*The request:* Repeat the lines of the listing below exactly, starting at the line that contains "Find the paved" and running through the last line, both included, and only those.
● ● ● ●
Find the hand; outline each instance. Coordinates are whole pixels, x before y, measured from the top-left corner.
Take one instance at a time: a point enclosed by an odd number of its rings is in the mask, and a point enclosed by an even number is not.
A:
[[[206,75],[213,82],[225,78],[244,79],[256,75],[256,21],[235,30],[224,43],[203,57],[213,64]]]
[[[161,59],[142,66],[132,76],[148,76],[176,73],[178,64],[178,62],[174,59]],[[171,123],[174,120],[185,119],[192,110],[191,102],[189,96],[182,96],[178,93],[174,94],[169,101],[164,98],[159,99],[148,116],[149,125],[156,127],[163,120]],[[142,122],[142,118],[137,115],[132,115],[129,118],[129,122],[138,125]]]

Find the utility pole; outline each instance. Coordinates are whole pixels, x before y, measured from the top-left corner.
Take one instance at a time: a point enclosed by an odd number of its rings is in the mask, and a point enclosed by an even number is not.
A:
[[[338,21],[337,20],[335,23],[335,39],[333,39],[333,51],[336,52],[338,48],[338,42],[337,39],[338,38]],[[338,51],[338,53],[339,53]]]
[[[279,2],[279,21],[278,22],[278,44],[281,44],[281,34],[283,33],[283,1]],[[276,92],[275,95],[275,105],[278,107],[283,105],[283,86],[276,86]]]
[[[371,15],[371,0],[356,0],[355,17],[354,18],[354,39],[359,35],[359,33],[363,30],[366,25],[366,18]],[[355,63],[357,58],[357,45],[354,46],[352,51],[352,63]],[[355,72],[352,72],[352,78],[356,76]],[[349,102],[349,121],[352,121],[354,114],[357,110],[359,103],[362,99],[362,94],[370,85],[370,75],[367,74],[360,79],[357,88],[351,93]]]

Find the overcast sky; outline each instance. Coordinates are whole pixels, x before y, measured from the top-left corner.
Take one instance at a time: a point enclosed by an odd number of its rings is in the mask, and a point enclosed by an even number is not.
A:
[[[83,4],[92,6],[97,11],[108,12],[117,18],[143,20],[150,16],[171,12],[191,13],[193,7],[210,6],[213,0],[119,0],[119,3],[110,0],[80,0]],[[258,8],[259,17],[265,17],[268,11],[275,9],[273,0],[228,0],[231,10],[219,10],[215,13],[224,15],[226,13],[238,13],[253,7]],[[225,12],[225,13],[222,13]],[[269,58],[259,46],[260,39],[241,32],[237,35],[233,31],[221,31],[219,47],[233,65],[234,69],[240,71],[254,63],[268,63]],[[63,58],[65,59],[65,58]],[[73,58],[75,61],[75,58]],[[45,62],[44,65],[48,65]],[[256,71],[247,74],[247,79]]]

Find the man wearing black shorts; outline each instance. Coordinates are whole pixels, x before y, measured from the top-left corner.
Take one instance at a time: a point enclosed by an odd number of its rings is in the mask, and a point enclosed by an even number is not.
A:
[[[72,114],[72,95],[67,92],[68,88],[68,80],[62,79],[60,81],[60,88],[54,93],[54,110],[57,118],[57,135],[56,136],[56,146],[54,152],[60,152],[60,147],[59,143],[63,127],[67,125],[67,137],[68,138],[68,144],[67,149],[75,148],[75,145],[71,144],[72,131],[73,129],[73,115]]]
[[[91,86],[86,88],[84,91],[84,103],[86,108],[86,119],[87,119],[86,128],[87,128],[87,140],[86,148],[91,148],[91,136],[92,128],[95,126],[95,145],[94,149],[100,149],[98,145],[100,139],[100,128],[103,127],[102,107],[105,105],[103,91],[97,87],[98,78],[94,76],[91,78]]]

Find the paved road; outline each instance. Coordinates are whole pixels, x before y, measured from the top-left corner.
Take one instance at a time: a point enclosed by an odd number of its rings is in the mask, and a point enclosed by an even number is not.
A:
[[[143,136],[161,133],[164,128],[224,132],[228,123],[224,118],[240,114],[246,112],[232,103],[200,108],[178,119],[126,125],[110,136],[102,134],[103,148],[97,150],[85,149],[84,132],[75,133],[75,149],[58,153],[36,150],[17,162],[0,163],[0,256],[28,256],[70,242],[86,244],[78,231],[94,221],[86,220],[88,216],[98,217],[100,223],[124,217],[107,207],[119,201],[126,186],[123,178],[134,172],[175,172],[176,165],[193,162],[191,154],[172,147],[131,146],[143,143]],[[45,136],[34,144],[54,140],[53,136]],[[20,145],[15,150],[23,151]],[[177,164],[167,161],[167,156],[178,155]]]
● ● ● ●
*Correct output:*
Find the paved road; outline each instance. Coordinates are whole pixels, x before y, measured from the top-left corner.
Take one instance at a time: a point enclosed by an odd number of its rings is in the mask, and a point enclosed by an even number is not.
A:
[[[143,136],[161,133],[164,128],[224,132],[228,123],[224,118],[240,114],[246,112],[232,103],[200,108],[178,119],[126,125],[110,136],[102,134],[103,148],[97,150],[85,149],[84,132],[75,133],[75,149],[58,153],[36,150],[17,162],[0,163],[0,256],[28,256],[70,242],[86,244],[78,231],[94,221],[86,220],[88,216],[98,217],[100,223],[124,217],[107,207],[119,201],[126,186],[123,178],[134,172],[175,172],[176,165],[193,162],[191,154],[172,147],[131,146],[143,143]],[[45,136],[34,144],[54,140],[53,136]],[[20,145],[15,150],[23,151]],[[177,164],[167,161],[167,156],[178,155]]]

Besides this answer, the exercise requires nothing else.